Are you afraid? I’m not afraid.

COLLEGE FOOTBALL: OCT 26 Auburn at LSU
Win!
Photo by John Korduner/Icon Sportswire via Getty Images

Y’all haven’t needed Delusional Optimism much this year.

The whole point of Delusional Optimism, at its most fundamental level, is to remember that these are games, and games should be fun. And you haven’t needed me, or anyone else, to tell you to have fun this year.

It’s not hyperbole to state that we have never had a season like this in Baton Rouge. We’ve had great teams, undefeated teams, and national championship teams. Hell, LSU has even had teams which can score before, but LSU’s great Point-a-Minute team was in 1908.

Let the fact something like this last happened over a century ago be your guide. This has been a total blast, watching LSU become a different team. It’s like we’ve been living in the Land of Make Believe for the past two months.

Well, we’re back in the real world now, and Mr. McFeely is on the front porch with a stack of bills. You thought this ride was free? There ain’t no free rides.

It’s all fun and games until you gotta play Bama. Which of course has led to more than our fair share of hand wringing and beating of chests, as LSU fans bemoan how unfair it is that Bama is in our division. Or they complain about how Bama is in the players’ heads when they really mean Bama is in their own head.

> [Provided information]
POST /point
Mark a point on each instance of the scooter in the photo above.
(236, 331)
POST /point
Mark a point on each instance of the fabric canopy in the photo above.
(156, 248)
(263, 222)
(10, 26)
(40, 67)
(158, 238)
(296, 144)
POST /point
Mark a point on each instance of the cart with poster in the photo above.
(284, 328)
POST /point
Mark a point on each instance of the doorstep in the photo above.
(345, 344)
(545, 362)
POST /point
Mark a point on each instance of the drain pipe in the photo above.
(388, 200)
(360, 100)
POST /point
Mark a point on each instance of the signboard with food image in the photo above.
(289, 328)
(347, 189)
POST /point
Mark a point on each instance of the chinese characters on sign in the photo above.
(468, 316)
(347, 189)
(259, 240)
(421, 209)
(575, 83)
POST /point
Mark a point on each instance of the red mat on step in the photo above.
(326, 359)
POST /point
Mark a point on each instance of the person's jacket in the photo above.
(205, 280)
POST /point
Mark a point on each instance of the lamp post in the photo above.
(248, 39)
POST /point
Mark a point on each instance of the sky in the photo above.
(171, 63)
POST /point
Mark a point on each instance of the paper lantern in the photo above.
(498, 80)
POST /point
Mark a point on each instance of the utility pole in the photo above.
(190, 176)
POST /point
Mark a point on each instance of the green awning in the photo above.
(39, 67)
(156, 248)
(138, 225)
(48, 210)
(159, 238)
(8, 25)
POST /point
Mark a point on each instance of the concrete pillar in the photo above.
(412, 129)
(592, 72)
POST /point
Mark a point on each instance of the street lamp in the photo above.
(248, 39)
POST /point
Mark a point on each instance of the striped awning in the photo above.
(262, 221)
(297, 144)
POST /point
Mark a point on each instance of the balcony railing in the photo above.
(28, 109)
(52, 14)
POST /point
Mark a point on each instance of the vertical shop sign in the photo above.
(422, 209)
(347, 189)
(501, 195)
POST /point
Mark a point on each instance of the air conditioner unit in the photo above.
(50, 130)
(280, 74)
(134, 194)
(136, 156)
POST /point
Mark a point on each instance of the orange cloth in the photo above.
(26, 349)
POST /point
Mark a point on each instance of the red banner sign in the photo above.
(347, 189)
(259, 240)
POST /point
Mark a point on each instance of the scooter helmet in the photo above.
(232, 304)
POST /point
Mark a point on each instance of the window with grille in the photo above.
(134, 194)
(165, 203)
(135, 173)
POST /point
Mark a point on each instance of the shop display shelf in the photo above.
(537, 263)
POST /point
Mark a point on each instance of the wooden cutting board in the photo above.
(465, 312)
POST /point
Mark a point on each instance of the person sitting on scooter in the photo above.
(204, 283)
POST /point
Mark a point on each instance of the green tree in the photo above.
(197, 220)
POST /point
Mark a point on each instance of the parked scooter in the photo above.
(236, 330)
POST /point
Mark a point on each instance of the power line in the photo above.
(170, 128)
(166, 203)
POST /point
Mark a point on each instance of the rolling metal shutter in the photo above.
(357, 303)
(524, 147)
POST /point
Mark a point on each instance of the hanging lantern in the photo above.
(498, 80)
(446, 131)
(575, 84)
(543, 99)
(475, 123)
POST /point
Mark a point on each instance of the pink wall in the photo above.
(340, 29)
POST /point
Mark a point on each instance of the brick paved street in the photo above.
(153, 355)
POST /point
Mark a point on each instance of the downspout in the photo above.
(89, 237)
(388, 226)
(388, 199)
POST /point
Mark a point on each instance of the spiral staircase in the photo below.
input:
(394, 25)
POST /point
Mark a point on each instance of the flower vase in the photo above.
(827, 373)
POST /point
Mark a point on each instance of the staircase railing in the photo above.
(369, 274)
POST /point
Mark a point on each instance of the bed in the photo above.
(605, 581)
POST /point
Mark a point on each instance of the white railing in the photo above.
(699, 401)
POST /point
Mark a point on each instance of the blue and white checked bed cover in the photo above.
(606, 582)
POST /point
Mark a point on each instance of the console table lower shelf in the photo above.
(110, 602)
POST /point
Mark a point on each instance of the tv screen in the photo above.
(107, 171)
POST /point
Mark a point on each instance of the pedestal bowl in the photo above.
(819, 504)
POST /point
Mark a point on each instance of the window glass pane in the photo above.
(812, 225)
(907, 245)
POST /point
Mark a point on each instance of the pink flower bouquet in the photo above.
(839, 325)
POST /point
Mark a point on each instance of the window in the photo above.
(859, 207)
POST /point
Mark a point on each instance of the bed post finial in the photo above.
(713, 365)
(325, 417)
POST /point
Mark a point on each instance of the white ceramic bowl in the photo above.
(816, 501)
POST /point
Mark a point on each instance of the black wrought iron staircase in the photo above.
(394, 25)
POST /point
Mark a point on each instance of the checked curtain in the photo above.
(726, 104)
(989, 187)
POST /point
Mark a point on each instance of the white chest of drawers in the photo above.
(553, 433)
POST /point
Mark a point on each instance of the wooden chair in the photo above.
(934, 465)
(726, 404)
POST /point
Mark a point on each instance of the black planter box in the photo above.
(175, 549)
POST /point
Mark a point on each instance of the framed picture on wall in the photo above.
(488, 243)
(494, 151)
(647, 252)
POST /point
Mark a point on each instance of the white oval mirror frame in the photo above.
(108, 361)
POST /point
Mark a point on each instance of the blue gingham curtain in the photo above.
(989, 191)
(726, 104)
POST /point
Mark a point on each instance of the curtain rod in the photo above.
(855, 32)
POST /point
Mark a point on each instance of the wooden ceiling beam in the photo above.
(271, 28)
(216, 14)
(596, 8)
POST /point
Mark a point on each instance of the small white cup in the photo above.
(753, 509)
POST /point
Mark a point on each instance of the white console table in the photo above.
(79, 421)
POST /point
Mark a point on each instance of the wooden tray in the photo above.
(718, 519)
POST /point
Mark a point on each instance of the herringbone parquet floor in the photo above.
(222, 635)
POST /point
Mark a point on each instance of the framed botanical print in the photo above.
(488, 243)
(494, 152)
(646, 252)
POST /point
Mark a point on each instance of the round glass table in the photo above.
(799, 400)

> [Written tasks]
a. In the LSU football column, what year was LSU's Point-a-Minute team?
b. Carry the LSU football column forward from its last sentence, keeping its voice.

> [Final results]
a. 1908

b.
Can the loser talk and get over it.

You can hide under the sheets, but that won’t take care of the monster in your closet. The only way to conquer your demons is to actually go forth and conquer them. That’s not done by whining and crying. It’s done by doing.

How great is that? Every year, LSU has a chance to beat the biggest, baddest monster in the college football universe. That’s not something to be mad about, that’s something to be excited about. It’s a chance for LSU to prove itself. No excuses, no comparing resumes. You do it on the field, and either you’re good enough or you ain’t.

That’s awesome. What could be better?

We wait all year for football season to start. When football season comes, we root like hell for our team to be the best in the country. And you prove that by going out there and doing it. This is the thing you’ve waited all year for. This is the test which defines the season, and I’m supposed to be afraid of that?

Let Bama fans figure out how best to duck competition to inflate their chances of winning titles without playing anybody. That’s their schtick, not ours. We run into the Valley of Death. Yeah, we might not come back, it is the Valley of Death after all, but the names and stories will live on in lore.

For the glory is not in the succeeding, it is in the trying. Every year, LSU lines up, face to face, with the most successful dynasty in college football history. And we’ve lost, but we’ve lost for the best of reasons: we are the team that Alabama has marked as their equal.

They make sure they get the open date before this game. They always bring their A+ effort and perfect execution. They aren’t looking ahead to someone else. This is their whole season in one game, every year, and they play like it.

What could be greater? To be marked as the worthy adversary to this movie’s eternal villain? We don’t ask for them for their attention, we have it. Bama knows that this is the game they have to pull out all of the stops, and they do.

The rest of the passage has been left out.